(Natural language region descriptions)

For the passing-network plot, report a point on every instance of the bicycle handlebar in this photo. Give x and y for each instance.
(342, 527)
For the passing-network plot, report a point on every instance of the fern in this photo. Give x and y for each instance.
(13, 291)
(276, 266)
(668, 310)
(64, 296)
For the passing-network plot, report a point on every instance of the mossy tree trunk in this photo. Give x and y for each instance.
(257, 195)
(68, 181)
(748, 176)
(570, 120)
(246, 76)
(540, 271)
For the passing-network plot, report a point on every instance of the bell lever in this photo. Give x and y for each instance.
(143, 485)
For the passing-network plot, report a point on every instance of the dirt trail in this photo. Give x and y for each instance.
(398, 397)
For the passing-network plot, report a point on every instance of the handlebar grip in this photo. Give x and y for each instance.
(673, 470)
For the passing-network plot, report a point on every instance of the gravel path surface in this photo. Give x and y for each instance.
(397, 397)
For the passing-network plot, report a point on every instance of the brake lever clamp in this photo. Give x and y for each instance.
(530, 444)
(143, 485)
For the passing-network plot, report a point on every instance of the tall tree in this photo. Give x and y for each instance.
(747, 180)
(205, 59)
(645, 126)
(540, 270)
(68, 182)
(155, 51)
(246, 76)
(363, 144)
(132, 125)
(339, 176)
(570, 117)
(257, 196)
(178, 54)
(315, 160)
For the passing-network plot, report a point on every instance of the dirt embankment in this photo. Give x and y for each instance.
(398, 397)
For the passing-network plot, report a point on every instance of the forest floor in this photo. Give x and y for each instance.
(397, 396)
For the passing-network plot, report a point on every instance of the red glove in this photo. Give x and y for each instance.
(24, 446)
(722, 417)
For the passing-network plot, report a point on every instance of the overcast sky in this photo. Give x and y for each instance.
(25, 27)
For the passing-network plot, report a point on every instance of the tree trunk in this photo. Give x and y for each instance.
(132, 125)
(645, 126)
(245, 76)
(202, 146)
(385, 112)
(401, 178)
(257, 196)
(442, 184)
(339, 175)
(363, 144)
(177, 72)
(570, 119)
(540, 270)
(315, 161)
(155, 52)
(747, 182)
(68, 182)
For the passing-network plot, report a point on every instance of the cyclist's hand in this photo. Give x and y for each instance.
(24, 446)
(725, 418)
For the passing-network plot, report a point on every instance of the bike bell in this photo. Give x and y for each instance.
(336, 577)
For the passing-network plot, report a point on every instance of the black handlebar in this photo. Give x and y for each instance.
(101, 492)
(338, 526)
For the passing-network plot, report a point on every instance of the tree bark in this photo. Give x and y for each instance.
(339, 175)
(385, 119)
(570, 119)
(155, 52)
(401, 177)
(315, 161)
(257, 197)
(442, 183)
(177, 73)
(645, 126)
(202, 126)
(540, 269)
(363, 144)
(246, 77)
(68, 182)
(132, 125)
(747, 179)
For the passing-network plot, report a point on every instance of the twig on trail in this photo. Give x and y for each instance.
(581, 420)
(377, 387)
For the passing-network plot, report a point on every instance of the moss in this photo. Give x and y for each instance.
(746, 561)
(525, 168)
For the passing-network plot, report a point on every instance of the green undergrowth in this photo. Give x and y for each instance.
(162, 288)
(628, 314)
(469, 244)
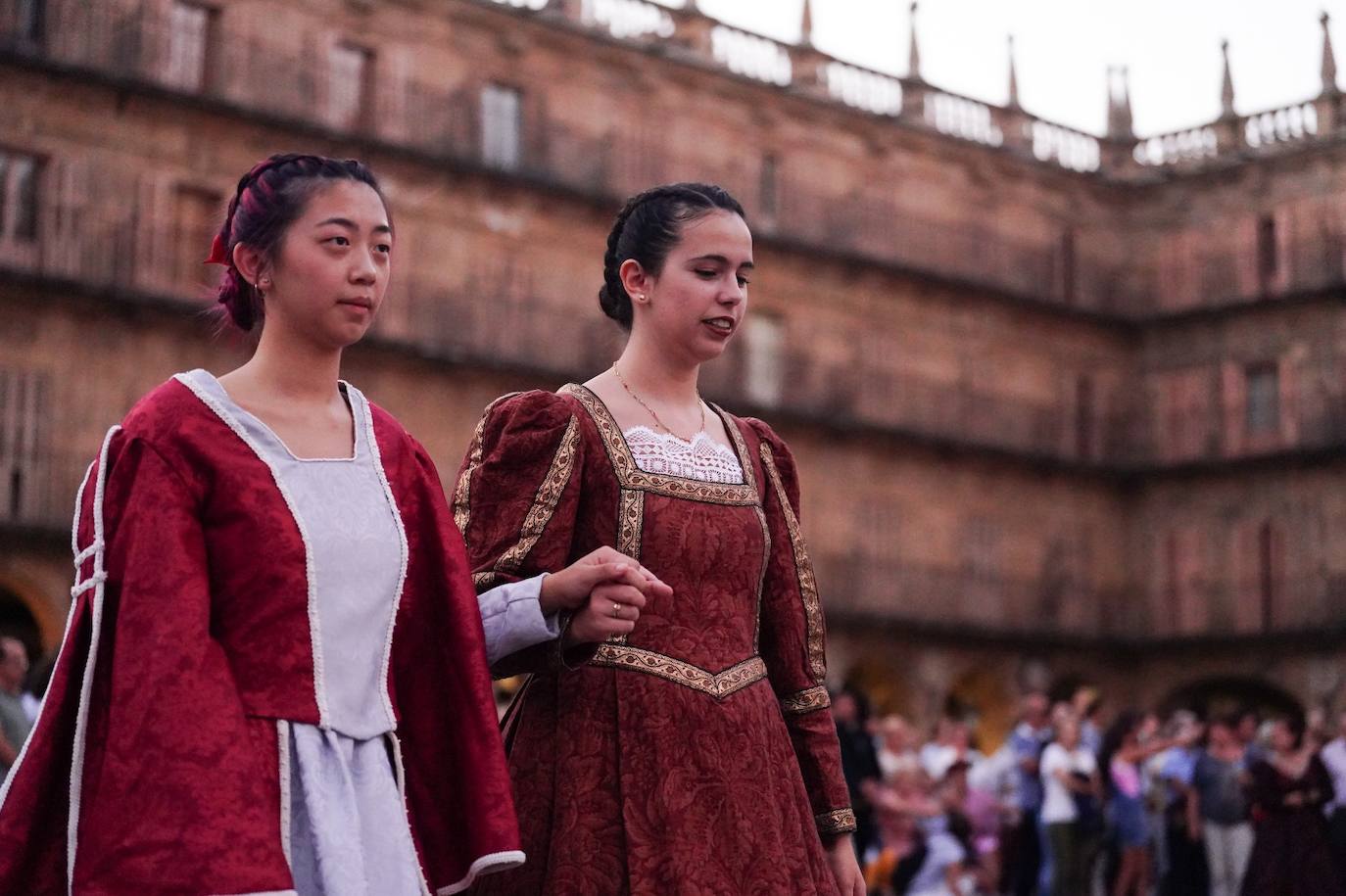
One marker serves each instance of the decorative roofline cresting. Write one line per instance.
(684, 32)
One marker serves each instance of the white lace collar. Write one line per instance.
(664, 453)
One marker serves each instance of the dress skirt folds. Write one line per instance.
(697, 755)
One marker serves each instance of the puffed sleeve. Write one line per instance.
(515, 502)
(793, 642)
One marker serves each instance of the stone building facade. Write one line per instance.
(1066, 406)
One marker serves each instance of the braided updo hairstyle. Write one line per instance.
(269, 198)
(647, 230)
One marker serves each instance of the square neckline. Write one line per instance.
(730, 429)
(348, 393)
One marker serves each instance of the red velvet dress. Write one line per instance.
(155, 763)
(697, 755)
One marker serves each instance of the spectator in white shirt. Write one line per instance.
(1334, 756)
(1069, 776)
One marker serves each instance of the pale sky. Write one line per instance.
(1065, 46)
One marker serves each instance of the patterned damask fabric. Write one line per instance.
(669, 763)
(348, 828)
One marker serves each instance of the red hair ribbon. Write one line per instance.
(216, 252)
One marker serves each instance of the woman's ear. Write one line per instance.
(251, 263)
(636, 280)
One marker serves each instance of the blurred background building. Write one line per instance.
(1068, 407)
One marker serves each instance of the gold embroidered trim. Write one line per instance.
(806, 701)
(632, 477)
(803, 572)
(718, 684)
(766, 564)
(839, 821)
(630, 518)
(544, 503)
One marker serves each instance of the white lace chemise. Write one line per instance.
(666, 455)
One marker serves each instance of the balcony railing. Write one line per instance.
(443, 122)
(515, 315)
(38, 492)
(958, 599)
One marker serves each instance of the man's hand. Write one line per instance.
(845, 868)
(605, 589)
(571, 589)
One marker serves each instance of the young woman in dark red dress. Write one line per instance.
(695, 755)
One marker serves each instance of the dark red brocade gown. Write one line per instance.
(697, 756)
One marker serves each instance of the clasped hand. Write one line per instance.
(604, 590)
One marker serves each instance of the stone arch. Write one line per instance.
(886, 690)
(1221, 694)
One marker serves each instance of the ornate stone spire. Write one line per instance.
(914, 49)
(806, 24)
(1328, 57)
(1119, 104)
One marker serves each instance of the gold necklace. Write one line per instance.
(650, 410)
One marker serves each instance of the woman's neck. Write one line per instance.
(648, 370)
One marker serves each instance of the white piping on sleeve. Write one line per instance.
(65, 637)
(283, 747)
(98, 580)
(313, 630)
(488, 864)
(407, 813)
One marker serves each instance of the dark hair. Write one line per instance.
(1296, 726)
(649, 225)
(268, 200)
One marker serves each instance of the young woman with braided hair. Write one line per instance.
(697, 754)
(274, 676)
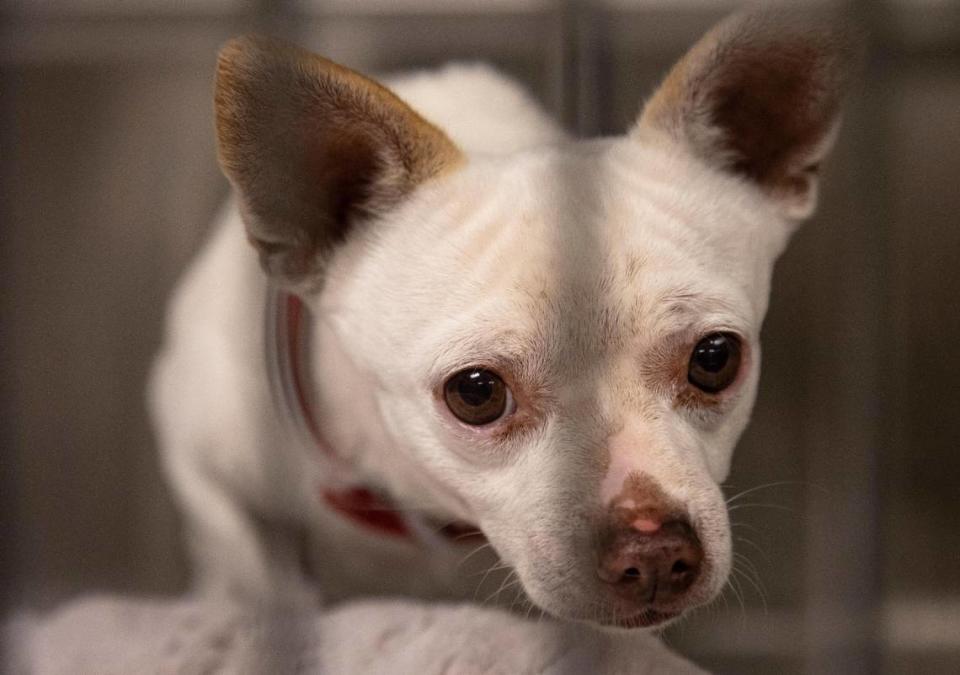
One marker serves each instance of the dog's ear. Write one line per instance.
(760, 96)
(311, 147)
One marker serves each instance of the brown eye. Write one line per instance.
(477, 396)
(715, 362)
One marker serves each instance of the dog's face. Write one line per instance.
(562, 343)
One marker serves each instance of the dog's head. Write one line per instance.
(561, 344)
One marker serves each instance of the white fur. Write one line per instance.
(110, 636)
(577, 266)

Task to complete |
Could the data be reproduced exactly, with the pictures omitted?

Final answer |
For the passing-network plot, report a point on every instance of the bicycle handlebar in this photo. Give x and y for each instance.
(342, 527)
For the passing-network plot, report a point on every instance of the fern in this photo. Give x and y for each instance.
(13, 291)
(276, 266)
(668, 310)
(64, 296)
For the passing-network plot, report a point on every instance of the mossy tree trunk in this photo. Give x and y for each instance.
(257, 195)
(68, 181)
(748, 176)
(570, 120)
(246, 76)
(540, 271)
For the passing-network plot, report a point on every instance of the bell lever in this photo. Give x and y for each instance.
(143, 485)
For the passing-network plot, report a point on every instance of the dirt trail in this photo. Give x and y for each instance.
(398, 397)
For the passing-network plot, report a point on every instance of the handlebar grip in this photo. Give x and y for each instance.
(673, 470)
For the passing-network plot, report a point on every instance of the gravel path surface in this photo. Give x and y for each instance.
(397, 397)
For the passing-network plot, report a point on every instance of the brake lever clamp in this photo. Give x and y for each instance.
(530, 444)
(143, 485)
For the passing-network plot, report a point on every instance of the tall tree in this photo. Give x and y for each instance.
(747, 180)
(205, 59)
(645, 126)
(540, 270)
(68, 182)
(155, 51)
(246, 76)
(363, 144)
(132, 125)
(339, 176)
(570, 117)
(257, 196)
(178, 54)
(315, 160)
For the passing-network plot, report a point on every instance of the dirt embankment in this photo. Give x and y for each instance.
(398, 397)
For the passing-network plot, report a point on every instance of the forest floor in this photo. Give x and y for each instance.
(397, 396)
For the passing-network plot, report a point on every instance of the red glove in this photo. Give x and y for each instance.
(24, 446)
(722, 417)
For the passing-network plot, report a point on every instance of the overcast sky in this photo. Give x and y for each instance.
(25, 27)
For the passing-network plot, report a point on every instance of the tree trunk in this photo. Give x and y for each instance.
(132, 125)
(645, 126)
(245, 76)
(202, 146)
(385, 112)
(401, 178)
(257, 196)
(442, 184)
(339, 175)
(363, 144)
(177, 72)
(570, 119)
(540, 270)
(315, 161)
(155, 52)
(747, 182)
(68, 182)
For the passing-network plot, report a point on every instance of the cyclist's hand in this photo. Give x and y for each instance.
(24, 446)
(725, 418)
For the passing-network plot, report a point on every instance of the bike bell in this photo. Give x and y for each instance.
(336, 577)
For the passing-network plot, report a point on every instance of the black handlebar in this photo. Give x and y for each instance.
(101, 492)
(338, 526)
For the passing-network plot, report a point on every instance of the tree bark in this photo. Give x and y for each instance.
(339, 175)
(385, 119)
(570, 119)
(155, 52)
(401, 177)
(315, 161)
(257, 197)
(442, 183)
(177, 73)
(645, 126)
(202, 126)
(540, 269)
(363, 144)
(246, 77)
(68, 182)
(132, 125)
(747, 179)
For the passing-network plot, report a point on every instance of the twig on trail in this photo. Give x and y for each instance.
(581, 420)
(377, 387)
For the passing-network plot, report a point on every instance of the moss in this photo. Give x and y for each instance.
(746, 561)
(525, 168)
For the passing-network plot, report a point on every instance of the green undergrowth in this photo. Give x and y for each instance.
(162, 288)
(628, 314)
(469, 244)
One marker serves each instance of the decorative roofline cresting. Write one line per instance.
(684, 32)
One marker serves each instance of the white lace collar. Write one line per instance.
(664, 453)
One marker serves each instance of the dress skirt folds. Write one line per instance.
(697, 755)
One marker serves each instance of the puffed sleeve. Write one line per instance.
(515, 502)
(793, 642)
One marker serves each instance of the stone building facade. Write one line per instance.
(1066, 406)
One marker serves each instance of the braided updo hairstyle. Write one line per instance.
(269, 198)
(647, 230)
One marker serves each instance of the square neckline. Write one line per instance.
(730, 429)
(348, 393)
One marker serves each instance of the red velvet dress. Write one line per instance.
(155, 763)
(697, 755)
One marker serves each instance of the spectator in white shirt. Write one line per instance.
(1334, 756)
(1069, 776)
One marker serves each instance of the pale sky. Write one line per instance.
(1065, 46)
One marker serves each instance of the patterned damask fabric. Write one line per instance.
(669, 763)
(348, 828)
One marker serves each instance of the red hair ribbon. Write one line per instance.
(216, 252)
One marker serves each instance of the woman's ear. Write one line per instance.
(251, 263)
(636, 280)
One marker serves each instance of the blurred background building. Write one line per instance.
(1068, 407)
One marker serves each instance of the gold embroidered trim. Write one line per instance.
(806, 701)
(632, 477)
(803, 572)
(718, 684)
(766, 564)
(839, 821)
(630, 518)
(544, 503)
One marker serves each instance of the white lace chemise. Write one line per instance.
(666, 455)
One marker serves each instance of the balcony railing. Write one line per instance.
(443, 122)
(515, 315)
(38, 492)
(958, 599)
One marker serves each instance of the man's hand. Write one line per instance.
(845, 868)
(605, 589)
(571, 589)
One marker serves each instance of the young woman in dark red dress. Write one line per instance.
(695, 755)
One marker serves each instance of the dark red brocade gown. Write one line per instance.
(697, 756)
One marker serves each instance of the clasped hand. Write one line per instance.
(604, 590)
One marker serves each instance of the stone arch. Write one line per instance.
(886, 690)
(1221, 694)
One marker serves each instance of the ornate stone spire. Write one line per instance.
(914, 49)
(806, 24)
(1328, 57)
(1119, 104)
One marker serves each instance of the gold necklace. Write one line per instance.
(650, 410)
One marker serves each instance of the woman's neck. Write one line per instance.
(648, 370)
One marker serves each instance of the white piping on sleeve. Write one line per instance.
(65, 637)
(283, 747)
(98, 580)
(313, 630)
(488, 864)
(407, 813)
One marker serves each instance of the dark hair. Write one line per instance.
(1296, 726)
(649, 225)
(268, 200)
One marker serves each instance of the young woman with braided hair. Write one line per instance.
(697, 754)
(274, 676)
One marker serves each instance of the dog's ear. Write one line per instance.
(760, 96)
(311, 147)
One marker serves each instance of the brown eye. Write one line per instance.
(477, 396)
(715, 362)
One marker serves each instance of the dog's face. Write one line per instance.
(562, 343)
One marker serves each instance of the dog's head. Write one line per instance.
(561, 344)
One marker serves each instance of the white fur. Write one line per instance.
(110, 636)
(577, 266)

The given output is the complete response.